- CONSIGNA
Según el texto proporcionado, ¿en qué instituto pasó Caballo más de un mes? Indíquelo, por favor.

--- TEXTO PROPORCIONADO ---

Por alguna razón que aún aquí no viene a cuento, debo reconocer que
tuve una adolescencia un tanto silvestre. Durante toda la década del
ochenta "paré" en la esquina de Yatay y Lezica en una barra que juntaba
lo peor de cada casa de ese barrio. Lo que sucedió con Pappo y el
Caballo formateó mi modo de ver a la Justicia. Una tarde de domingo
ambos amigos decidieron entrar en una almacén cerrado a robar un par de
cosas. Rompieron un vidrio, se metieron y cuando tenían las bolsas
cargadas de productos tuvieron la mala suerte de que llegó la policía y
los apresó. Pappo era un pibe de clase media dislocada, con un padre con
terminales en las Fuerzas Armadas. Caballo, en cambio, no tenía padre y
su vieja la peleaba como podía de día y de noche en el barrio para
poder darle de comer a sus hijos. ¿Adivinen quién de los dos no pasó
siquiera una noche en la comisaría once y quién sí pasó más de un mes en
el Instituto Roca, en el Bajo flores, donde lo molieron a palos, entre
otras cosas, y le arruinaron la vida? Sí, claro, Caballo fue víctima de
un juez de menores que creyó que al pibe pobre podían molerlo en un
"reformatorio", en cambio el chico de clase media tenía derecho a hacer
una travesura. Pero hay más. Caballo salió antes de lo que le prescribió
el juez gracias a una gestión de mi viejo frente a un funcionario de
alto rango en el sistema político de minoridad. Gracias a esta pequeña
vivencia persona comencé a sospechar que: a) lo que llamamos Justicia es
sólo un modo de represión contra los pobres y b) con buenas conexiones o
una buena untada, todo es posible de lograr de la "familia judicial".
En ese sencillo acto comprendí lo que estaba leyendo en el
secundario, en las clases de literatura argentina, cuando analizaba el
duelo entre Martín Fierro y el Moreno y el payador negro decía: "La ley
es tela de araña/ en mi inorancia lo esplico:/no la tema el hombre rico;
/ nunca la tema el que mande;/ pues la ruempe el bicho grande/ y sólo
enrieda a los chicos.// Es la ley como la lluvia:/nunca puede ser
pareja;/ el que la aguanta se queja,/ pero el asunto es sencillo:/ la
ley es como el cuchillo,/ no ofende a quien lo maneja".

--- DATOS PROPORCIONADOS ---

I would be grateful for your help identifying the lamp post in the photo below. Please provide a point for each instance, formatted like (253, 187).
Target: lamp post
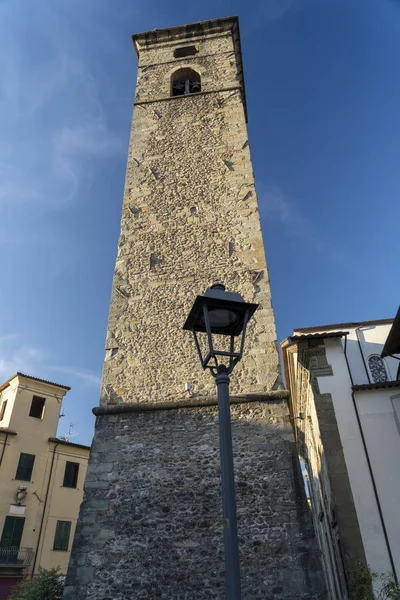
(226, 314)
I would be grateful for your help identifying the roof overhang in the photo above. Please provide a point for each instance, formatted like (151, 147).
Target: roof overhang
(392, 344)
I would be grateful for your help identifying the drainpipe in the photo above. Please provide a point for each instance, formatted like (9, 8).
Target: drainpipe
(370, 466)
(361, 352)
(44, 510)
(4, 449)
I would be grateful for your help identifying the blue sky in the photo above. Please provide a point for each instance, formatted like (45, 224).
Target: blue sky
(323, 92)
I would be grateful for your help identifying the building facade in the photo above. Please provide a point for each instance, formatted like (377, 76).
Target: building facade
(151, 522)
(345, 403)
(41, 480)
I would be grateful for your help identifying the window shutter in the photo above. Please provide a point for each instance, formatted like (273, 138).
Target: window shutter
(61, 538)
(25, 466)
(71, 474)
(12, 532)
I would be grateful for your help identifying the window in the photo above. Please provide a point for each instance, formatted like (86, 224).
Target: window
(37, 407)
(3, 410)
(185, 51)
(184, 82)
(377, 368)
(61, 538)
(71, 474)
(25, 467)
(11, 539)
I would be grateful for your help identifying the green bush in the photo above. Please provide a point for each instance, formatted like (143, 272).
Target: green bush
(47, 585)
(361, 581)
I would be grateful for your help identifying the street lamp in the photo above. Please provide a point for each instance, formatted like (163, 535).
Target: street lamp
(222, 313)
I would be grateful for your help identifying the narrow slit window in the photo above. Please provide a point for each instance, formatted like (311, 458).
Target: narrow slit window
(71, 474)
(185, 82)
(37, 407)
(62, 535)
(3, 410)
(185, 51)
(25, 466)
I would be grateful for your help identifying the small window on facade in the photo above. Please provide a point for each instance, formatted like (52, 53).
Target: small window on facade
(37, 407)
(71, 474)
(377, 368)
(185, 82)
(25, 466)
(185, 51)
(3, 410)
(61, 538)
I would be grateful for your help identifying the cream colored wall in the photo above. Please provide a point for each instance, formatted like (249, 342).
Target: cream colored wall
(63, 505)
(32, 438)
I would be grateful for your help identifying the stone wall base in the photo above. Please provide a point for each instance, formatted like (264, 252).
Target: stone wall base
(150, 526)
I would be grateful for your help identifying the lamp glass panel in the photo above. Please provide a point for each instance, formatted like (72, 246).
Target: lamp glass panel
(222, 318)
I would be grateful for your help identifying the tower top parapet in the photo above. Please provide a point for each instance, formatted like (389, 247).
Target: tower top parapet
(192, 33)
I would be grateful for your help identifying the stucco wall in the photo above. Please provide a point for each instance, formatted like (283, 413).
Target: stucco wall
(340, 389)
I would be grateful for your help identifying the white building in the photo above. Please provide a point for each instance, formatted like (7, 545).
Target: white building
(345, 406)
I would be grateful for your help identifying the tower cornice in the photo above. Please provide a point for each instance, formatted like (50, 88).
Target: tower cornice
(192, 32)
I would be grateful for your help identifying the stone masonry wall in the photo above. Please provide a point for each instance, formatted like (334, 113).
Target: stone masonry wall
(150, 526)
(189, 219)
(151, 522)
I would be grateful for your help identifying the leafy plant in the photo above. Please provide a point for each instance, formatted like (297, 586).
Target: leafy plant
(47, 585)
(390, 588)
(362, 581)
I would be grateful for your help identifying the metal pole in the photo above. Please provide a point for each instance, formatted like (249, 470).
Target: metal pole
(232, 567)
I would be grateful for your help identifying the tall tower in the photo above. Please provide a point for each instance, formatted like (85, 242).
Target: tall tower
(151, 523)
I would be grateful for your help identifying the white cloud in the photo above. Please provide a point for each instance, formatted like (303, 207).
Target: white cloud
(51, 116)
(276, 205)
(86, 376)
(16, 356)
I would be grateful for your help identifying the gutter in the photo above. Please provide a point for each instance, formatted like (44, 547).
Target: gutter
(4, 448)
(369, 461)
(44, 510)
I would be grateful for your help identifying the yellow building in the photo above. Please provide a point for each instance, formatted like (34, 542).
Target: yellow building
(41, 480)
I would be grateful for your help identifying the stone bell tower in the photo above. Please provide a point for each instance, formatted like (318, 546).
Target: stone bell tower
(151, 522)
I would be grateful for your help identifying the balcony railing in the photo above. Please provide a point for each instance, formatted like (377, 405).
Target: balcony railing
(12, 556)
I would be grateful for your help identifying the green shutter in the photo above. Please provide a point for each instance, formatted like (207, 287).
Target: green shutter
(71, 474)
(25, 466)
(12, 532)
(61, 538)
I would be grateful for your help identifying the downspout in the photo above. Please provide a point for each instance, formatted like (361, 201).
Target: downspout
(4, 449)
(44, 510)
(361, 352)
(370, 467)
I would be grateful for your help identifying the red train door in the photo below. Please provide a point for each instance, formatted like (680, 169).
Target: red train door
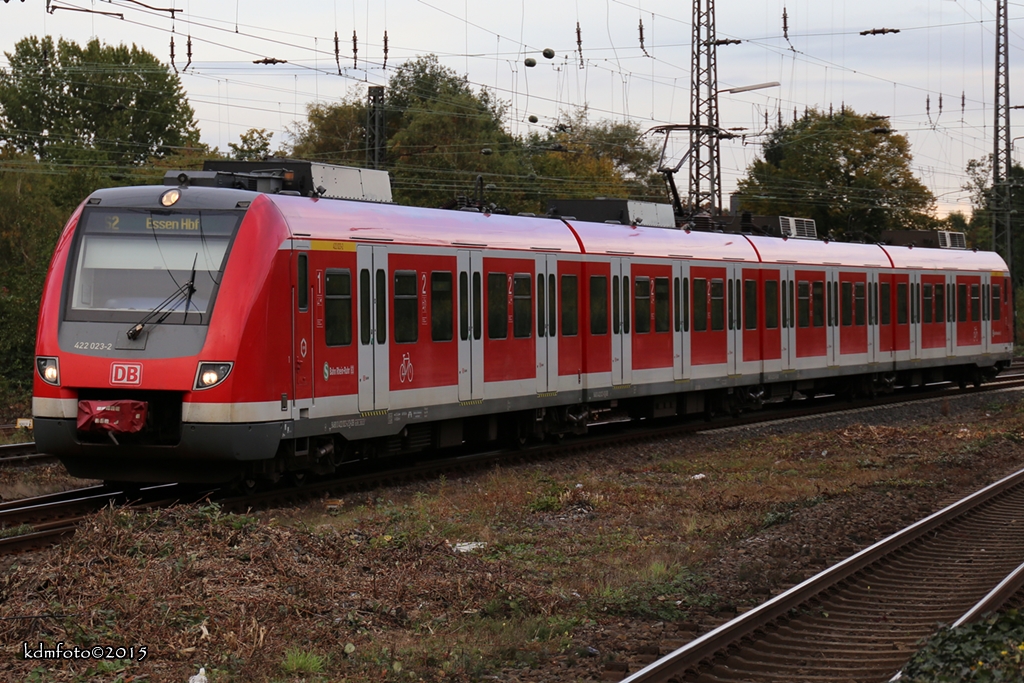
(811, 331)
(372, 288)
(470, 265)
(887, 322)
(302, 337)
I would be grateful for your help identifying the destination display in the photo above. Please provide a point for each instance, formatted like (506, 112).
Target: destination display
(129, 221)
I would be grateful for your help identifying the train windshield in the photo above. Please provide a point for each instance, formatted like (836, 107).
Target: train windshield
(129, 261)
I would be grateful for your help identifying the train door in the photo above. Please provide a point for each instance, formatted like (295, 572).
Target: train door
(886, 319)
(969, 311)
(470, 266)
(950, 317)
(986, 310)
(547, 324)
(681, 322)
(787, 318)
(302, 337)
(372, 288)
(833, 331)
(622, 310)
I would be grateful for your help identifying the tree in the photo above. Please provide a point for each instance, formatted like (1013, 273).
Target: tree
(848, 171)
(254, 144)
(442, 136)
(111, 105)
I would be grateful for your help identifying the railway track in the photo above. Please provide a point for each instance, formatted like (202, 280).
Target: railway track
(363, 476)
(860, 619)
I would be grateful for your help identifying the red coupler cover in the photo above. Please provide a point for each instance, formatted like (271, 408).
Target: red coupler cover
(123, 417)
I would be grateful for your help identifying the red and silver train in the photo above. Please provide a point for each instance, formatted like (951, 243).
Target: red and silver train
(207, 334)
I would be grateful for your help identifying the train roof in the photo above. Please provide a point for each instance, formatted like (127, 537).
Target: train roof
(816, 252)
(331, 219)
(659, 242)
(945, 259)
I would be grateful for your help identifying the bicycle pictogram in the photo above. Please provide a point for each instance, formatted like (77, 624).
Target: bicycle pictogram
(406, 369)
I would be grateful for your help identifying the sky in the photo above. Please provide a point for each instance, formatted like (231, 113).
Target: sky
(934, 79)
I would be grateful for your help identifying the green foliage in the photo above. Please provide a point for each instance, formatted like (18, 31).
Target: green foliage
(843, 170)
(302, 662)
(987, 650)
(100, 104)
(442, 136)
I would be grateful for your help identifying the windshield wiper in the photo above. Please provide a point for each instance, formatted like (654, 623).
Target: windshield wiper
(183, 293)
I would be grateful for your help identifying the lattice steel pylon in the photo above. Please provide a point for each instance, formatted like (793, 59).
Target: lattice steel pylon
(706, 171)
(1000, 200)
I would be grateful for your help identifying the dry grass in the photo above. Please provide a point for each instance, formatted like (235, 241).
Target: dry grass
(373, 588)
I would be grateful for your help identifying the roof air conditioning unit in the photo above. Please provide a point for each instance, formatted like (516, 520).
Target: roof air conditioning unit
(949, 240)
(801, 228)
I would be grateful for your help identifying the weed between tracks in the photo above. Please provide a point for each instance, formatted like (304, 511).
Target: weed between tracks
(572, 562)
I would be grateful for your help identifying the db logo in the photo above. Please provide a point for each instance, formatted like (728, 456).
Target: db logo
(126, 373)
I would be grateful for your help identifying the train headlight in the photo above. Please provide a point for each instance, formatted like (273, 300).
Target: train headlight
(170, 198)
(48, 369)
(211, 374)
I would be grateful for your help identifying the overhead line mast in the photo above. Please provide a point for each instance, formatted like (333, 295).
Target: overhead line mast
(1000, 201)
(706, 171)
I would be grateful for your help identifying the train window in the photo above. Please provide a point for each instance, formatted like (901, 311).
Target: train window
(660, 304)
(675, 309)
(521, 302)
(542, 299)
(498, 306)
(642, 304)
(338, 308)
(751, 304)
(717, 305)
(626, 305)
(847, 303)
(303, 285)
(771, 304)
(729, 304)
(477, 306)
(598, 305)
(804, 304)
(686, 304)
(817, 307)
(858, 304)
(901, 303)
(365, 306)
(615, 306)
(699, 304)
(886, 302)
(463, 306)
(381, 300)
(552, 311)
(407, 303)
(441, 323)
(570, 316)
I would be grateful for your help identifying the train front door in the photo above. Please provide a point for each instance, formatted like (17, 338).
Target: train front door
(302, 337)
(470, 326)
(547, 324)
(622, 340)
(373, 287)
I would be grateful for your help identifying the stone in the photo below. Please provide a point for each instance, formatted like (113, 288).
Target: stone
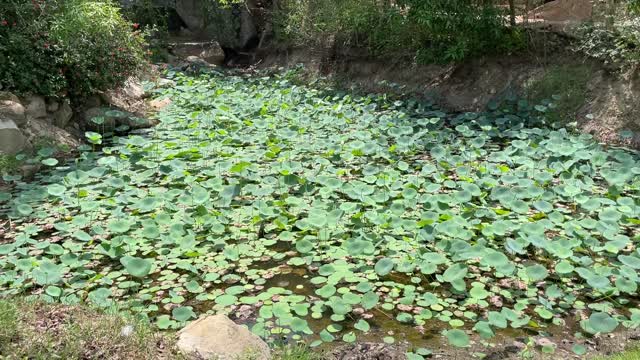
(366, 350)
(217, 337)
(130, 91)
(232, 26)
(11, 139)
(100, 119)
(563, 11)
(110, 119)
(166, 83)
(12, 109)
(159, 104)
(53, 106)
(29, 171)
(35, 107)
(93, 101)
(37, 129)
(63, 115)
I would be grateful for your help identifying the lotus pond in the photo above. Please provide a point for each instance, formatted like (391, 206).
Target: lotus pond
(327, 216)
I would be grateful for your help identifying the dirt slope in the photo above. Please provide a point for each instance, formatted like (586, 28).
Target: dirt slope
(608, 104)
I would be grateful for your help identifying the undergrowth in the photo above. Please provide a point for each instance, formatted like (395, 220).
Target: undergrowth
(37, 330)
(564, 89)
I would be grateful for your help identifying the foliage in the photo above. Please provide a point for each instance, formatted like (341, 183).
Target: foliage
(153, 21)
(313, 206)
(633, 354)
(74, 46)
(617, 44)
(564, 88)
(37, 330)
(432, 30)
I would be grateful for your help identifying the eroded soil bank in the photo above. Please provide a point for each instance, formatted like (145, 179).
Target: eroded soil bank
(600, 98)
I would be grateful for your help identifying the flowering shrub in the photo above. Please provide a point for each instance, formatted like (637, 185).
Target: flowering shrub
(78, 47)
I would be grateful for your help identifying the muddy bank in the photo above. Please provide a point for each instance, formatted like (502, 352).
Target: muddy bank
(608, 107)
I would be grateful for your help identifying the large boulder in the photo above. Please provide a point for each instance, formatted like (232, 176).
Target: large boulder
(12, 109)
(232, 26)
(11, 139)
(106, 119)
(62, 116)
(38, 129)
(125, 95)
(217, 337)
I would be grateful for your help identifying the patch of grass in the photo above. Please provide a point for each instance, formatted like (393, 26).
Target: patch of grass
(563, 86)
(37, 330)
(297, 352)
(633, 354)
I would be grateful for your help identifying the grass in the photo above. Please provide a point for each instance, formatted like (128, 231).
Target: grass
(37, 330)
(633, 354)
(565, 86)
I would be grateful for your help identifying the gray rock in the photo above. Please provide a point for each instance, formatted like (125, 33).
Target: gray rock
(35, 107)
(53, 106)
(11, 139)
(93, 101)
(37, 129)
(217, 337)
(104, 119)
(29, 171)
(101, 119)
(131, 91)
(12, 109)
(232, 26)
(63, 115)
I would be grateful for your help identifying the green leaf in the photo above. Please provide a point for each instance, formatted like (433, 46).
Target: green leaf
(136, 267)
(457, 338)
(384, 266)
(602, 322)
(183, 313)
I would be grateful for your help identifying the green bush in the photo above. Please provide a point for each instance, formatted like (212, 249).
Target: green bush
(433, 31)
(617, 44)
(77, 47)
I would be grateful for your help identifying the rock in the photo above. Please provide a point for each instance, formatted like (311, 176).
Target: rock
(38, 129)
(11, 139)
(35, 107)
(93, 101)
(162, 83)
(63, 115)
(217, 337)
(12, 109)
(232, 26)
(29, 171)
(53, 106)
(159, 104)
(108, 119)
(131, 91)
(365, 351)
(101, 119)
(127, 331)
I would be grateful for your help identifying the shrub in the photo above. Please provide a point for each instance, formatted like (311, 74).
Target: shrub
(75, 46)
(617, 44)
(434, 31)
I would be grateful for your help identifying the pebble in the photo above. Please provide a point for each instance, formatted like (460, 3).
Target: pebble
(127, 331)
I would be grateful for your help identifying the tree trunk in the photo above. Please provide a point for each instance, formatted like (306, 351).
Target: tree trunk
(512, 12)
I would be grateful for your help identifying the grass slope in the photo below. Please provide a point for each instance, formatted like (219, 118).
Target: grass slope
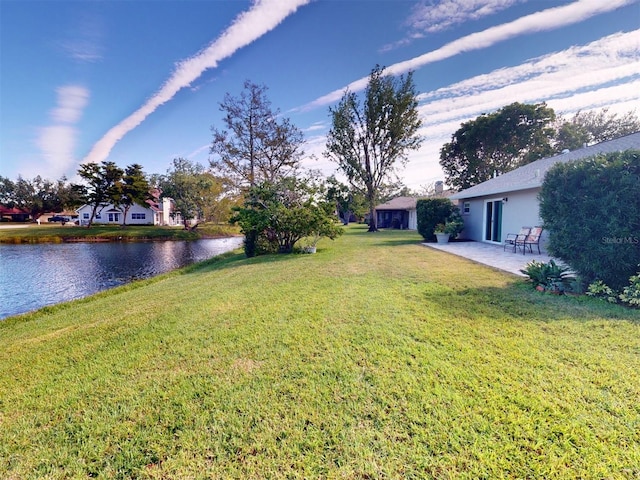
(374, 358)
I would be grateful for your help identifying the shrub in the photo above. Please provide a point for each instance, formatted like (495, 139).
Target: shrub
(431, 212)
(592, 211)
(631, 294)
(276, 215)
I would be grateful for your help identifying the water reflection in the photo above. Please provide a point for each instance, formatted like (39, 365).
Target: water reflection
(32, 276)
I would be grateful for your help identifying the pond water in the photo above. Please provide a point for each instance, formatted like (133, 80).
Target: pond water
(33, 276)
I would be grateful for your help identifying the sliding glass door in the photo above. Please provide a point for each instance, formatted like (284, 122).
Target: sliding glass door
(493, 221)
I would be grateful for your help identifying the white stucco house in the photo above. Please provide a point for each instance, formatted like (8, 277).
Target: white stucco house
(401, 212)
(506, 203)
(153, 212)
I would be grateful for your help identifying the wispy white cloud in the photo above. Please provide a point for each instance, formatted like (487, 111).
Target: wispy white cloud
(429, 16)
(604, 73)
(250, 25)
(85, 42)
(57, 141)
(544, 20)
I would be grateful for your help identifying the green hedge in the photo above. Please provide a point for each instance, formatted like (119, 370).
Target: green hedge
(431, 212)
(592, 211)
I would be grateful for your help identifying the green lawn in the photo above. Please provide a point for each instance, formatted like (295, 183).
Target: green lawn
(374, 358)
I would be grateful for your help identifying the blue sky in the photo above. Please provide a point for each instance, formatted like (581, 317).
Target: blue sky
(140, 81)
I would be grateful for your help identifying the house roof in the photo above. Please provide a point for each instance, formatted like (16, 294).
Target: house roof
(399, 203)
(532, 175)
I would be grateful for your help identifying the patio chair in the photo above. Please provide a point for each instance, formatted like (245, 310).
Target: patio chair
(513, 238)
(530, 240)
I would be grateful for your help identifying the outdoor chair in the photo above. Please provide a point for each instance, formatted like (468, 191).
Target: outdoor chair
(513, 239)
(530, 240)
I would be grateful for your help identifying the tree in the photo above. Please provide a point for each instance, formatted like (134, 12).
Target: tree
(35, 196)
(258, 144)
(592, 211)
(102, 184)
(594, 127)
(348, 201)
(192, 189)
(496, 143)
(134, 188)
(431, 212)
(369, 141)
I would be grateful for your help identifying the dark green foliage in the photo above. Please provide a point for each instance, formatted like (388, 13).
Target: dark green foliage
(276, 215)
(371, 137)
(431, 212)
(631, 293)
(498, 142)
(592, 210)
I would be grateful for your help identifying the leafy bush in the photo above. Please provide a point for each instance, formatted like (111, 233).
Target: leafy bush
(431, 212)
(631, 294)
(592, 211)
(601, 290)
(550, 276)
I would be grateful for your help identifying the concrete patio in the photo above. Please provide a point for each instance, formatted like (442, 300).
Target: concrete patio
(491, 255)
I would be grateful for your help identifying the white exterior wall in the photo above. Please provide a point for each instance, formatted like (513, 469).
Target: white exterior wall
(137, 211)
(521, 209)
(413, 219)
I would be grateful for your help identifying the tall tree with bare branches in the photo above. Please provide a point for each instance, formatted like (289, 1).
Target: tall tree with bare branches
(370, 139)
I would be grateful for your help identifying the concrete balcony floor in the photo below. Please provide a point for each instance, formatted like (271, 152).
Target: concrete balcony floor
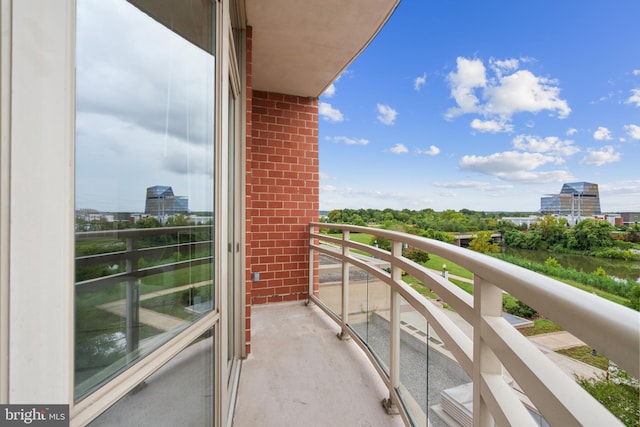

---

- SOLUCIÓN
En el Instituto Roca.